TASKS AND EXERCISES:
[1] In the text on RNN architecture, retype the passage starting at "Recurrent Neural Network Architecture" and ending at "of all zeros.".
[2] List every set of parameters that the text on RNN architecture names.

EXTRACTED TEXT:
+ + + +
Recurrent Neural Network Architecture

Let's now describe mathematically how a Recurrent Neural Network works. A basic RNN architecture looks like this

Note: $a^{<0>}$ is a vector of all zeros. 

RNNs start by reading the input sequence from left to right ($x^{<1>}$, then $x^{<2>}$, then $x^{<3>}$, and so on). 
  • Each $x^{<t>}$ is given to a input layer, along with a vector of activations $a^{<t-1>}$ to compute an output prediction $\hat{y}^{<t>}$ and the vector of activations for next timestep $a^{<t>}$ 
  • After processing $x^{<t>}$, when we process the next word $x^{<t+1>}$, we use the activations generated from the previous layer $a^{<t>}$ along with next input to predict the next output $\hat{y}^{<t+1>}$ and next activations. 
  • This process continues until the entire input sequence gets processed.
  • We use 3 sets of parameters $W_{ax}$, $W_{aa}$, and $W_{ya}$ which will govern the connections from current input $x^{<t>}$, connection from previous activations $a^{<t-1>}$, and connection to output $\hat{y}^{<t>}$.
+ + + +
RECORD EXTRACTS:
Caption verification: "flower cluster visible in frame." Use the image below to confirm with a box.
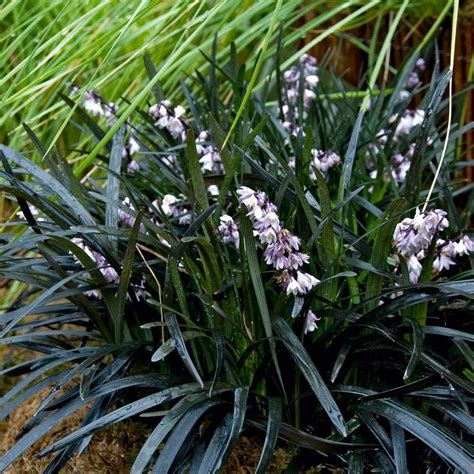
[152,194,192,225]
[309,149,341,180]
[304,310,321,334]
[433,235,474,272]
[196,130,224,197]
[389,109,425,141]
[118,197,146,233]
[400,58,426,100]
[282,54,319,135]
[72,237,148,300]
[72,237,120,299]
[149,100,187,142]
[196,130,224,174]
[366,109,431,183]
[393,209,449,284]
[217,214,240,249]
[237,186,319,295]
+ + + +
ANSWERS PROVIDED:
[1]
Recurrent Neural Network Architecture

Let's now describe mathematically how a Recurrent Neural Network works. A basic RNN architecture looks like this

Note: $a^{<0>}$ is a vector of all zeros.

[2] $W_{ax}$, $W_{aa}$, $W_{ya}$